■ Using the information
**A.** From the passage on Mason's cord blood transplant, output the words from "Despite his vision" up to and including "from far away.".
**B.** According to the passage on Mason's cord blood transplant, which sports has Mason taken part in? List every one.
**C.** Can you resume the passage on Mason's cord blood transplant from the point where it stops?

■ Provided passage
● ● ●
Osteopetrosis is not a blood disease; it is a genetic disorder that causes excessive bone growth1. This runaway growth of the bones causes them to put pressure on various nerves and organs, it reduces the space left inside the bones for bone marrow, and the MIOP form of osteopetrosis leads to death at a very young age. But Mason is alive today because some unknown mother donated her child’s cord blood and he had a life saving transplant when he was still an infant.

Cord Blood Transplant Survivor Mason ShafferWe profiled Mason’s family in Sept. 2013, and now we are catching up with them again nearly eleven years later2. Thanks to the cord blood transplant, the progression of Mason’s osteopetrosis was stopped in its tracks and his metabolism returned to normal. He has been able to grow up doing the same things as other children. Mason does have some residual health problems from the damage that the osteopetrosis caused before the transplant. The excess bone growth was crushing some of the nerves in his head, and to this day Mason lacks feeling in some of his facial nerves, he is blind in his left eye, and he has very poor vision in his right eye.

Despite his vision deficit, Mason can read text with large print. He has always been in mainstream classes at school and has good grades. He is currently taking all honors classes at his high school and expects to take some advanced placement college classes before he graduates. Mason also enjoys music and plays both the drums and the piano.

What is most remarkable for a boy who once had abnormal bones, is that Mason has been very active in sports. His older brother Reilly is a competitive swimmer, and Mason followed his path into the pool and spent ten years in swimming leagues. In middle school Mason took up the martial art Brazilian Jiu Jitsu, and in his freshman year of high school he played on the football team. This is American-style football, where heavily padded players charge at each other, and defensive players do not have to be able to see the ball from far away.
● ● ●
Stored data entries:
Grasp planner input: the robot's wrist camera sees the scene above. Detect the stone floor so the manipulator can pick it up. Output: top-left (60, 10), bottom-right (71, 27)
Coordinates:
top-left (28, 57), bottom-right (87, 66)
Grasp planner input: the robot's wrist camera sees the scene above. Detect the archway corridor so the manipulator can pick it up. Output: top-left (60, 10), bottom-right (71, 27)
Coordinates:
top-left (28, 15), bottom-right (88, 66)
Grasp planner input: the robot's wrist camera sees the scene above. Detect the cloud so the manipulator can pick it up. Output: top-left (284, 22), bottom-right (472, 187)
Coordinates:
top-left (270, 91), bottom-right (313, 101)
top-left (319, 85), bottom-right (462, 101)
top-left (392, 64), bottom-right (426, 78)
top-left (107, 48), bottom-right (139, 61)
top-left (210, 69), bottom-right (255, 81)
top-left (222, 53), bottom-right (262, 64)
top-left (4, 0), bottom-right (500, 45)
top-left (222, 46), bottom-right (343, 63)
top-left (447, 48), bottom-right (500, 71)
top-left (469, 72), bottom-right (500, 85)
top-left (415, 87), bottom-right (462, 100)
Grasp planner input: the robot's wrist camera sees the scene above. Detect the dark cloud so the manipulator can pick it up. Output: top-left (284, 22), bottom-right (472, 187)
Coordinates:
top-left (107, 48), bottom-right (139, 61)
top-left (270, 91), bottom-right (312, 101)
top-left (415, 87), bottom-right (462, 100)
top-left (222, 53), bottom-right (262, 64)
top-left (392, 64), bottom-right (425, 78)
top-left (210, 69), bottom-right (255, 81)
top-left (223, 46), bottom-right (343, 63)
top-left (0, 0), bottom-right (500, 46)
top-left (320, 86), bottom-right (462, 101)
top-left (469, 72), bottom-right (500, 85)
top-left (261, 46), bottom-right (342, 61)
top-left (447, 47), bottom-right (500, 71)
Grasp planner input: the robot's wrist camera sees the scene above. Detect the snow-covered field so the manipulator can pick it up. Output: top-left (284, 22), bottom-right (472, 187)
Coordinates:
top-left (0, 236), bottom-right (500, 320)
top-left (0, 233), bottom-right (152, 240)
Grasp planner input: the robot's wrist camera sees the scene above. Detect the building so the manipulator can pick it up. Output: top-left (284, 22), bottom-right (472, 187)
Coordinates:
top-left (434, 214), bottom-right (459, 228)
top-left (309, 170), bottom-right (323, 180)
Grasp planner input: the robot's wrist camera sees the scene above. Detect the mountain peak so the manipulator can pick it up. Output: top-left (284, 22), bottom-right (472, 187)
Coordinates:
● ● ●
■ Answer set
**A.**
Despite his vision deficit, Mason can read text with large print. He has always been in mainstream classes at school and has good grades. He is currently taking all honors classes at his high school and expects to take some advanced placement college classes before he graduates. Mason also enjoys music and plays both the drums and the piano.

What is most remarkable for a boy who once had abnormal bones, is that Mason has been very active in sports. His older brother Reilly is a competitive swimmer, and Mason followed his path into the pool and spent ten years in swimming leagues. In middle school Mason took up the martial art Brazilian Jiu Jitsu, and in his freshman year of high school he played on the football team. This is American-style football, where heavily padded players charge at each other, and defensive players do not have to be able to see the ball from far away.

**B.**
- Swimming (in swimming leagues)
- Brazilian Jiu Jitsu
- American-style football

**C.**
Mason’s mother, Sarah Shaffer, started the Mason Shaffer Foundation in 20112. This became a family project that included her husband Marc and their children. One goal of the foundation was to form a community for parents of children with osteopetrosis, to provide them with a support network. The Mason Shaffer Foundation also ran a cord blood donation program at two hospitals in the Philadelphia area, but after several years this program was closed because it was not cost-effective for their local public bank to accept donations from those hospitals.

Since Mason’s transplant in 2009, success rates for stem cell transplants of children with infantile osteopetrosis have improved, and there is a growing community of survivors3,4. Mason has continued to be a pioneer in this arena, and became the first osteopetrosis patient to go through oral surgery to expand his palate and widen his airway.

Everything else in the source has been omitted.